> _What to work on_:
If a line in the records below contains the word "window", copy it.

> _Records provided_:

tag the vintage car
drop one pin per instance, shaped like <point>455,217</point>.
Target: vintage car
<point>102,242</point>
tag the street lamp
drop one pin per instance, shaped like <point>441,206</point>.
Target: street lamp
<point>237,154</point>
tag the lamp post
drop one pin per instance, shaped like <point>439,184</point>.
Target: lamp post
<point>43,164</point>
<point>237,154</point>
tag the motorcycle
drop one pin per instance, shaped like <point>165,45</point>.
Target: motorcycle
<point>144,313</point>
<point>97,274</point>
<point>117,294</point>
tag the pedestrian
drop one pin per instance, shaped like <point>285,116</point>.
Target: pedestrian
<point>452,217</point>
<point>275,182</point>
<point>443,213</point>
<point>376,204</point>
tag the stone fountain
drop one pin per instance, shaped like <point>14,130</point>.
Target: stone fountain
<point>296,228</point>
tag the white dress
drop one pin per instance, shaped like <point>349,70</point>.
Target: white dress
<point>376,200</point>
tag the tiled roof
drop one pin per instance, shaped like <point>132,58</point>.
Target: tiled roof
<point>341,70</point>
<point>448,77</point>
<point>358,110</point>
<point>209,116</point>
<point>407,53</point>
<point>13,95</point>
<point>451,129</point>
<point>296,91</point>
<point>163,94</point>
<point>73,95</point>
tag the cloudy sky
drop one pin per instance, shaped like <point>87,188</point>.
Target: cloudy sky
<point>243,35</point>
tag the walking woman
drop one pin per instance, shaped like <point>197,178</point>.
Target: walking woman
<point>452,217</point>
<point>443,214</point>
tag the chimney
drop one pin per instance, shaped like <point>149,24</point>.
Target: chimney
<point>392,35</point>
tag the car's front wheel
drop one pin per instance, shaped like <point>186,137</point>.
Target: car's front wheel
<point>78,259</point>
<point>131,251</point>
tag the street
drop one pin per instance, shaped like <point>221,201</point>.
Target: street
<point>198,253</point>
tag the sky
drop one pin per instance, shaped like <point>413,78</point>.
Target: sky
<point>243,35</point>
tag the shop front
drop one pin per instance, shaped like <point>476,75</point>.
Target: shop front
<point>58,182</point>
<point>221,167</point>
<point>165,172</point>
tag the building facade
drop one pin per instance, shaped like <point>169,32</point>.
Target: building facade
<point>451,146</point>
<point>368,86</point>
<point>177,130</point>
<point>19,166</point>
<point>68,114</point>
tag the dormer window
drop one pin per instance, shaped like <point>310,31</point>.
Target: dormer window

> _Answer to this task_:
tag the dormer window
Target: dormer window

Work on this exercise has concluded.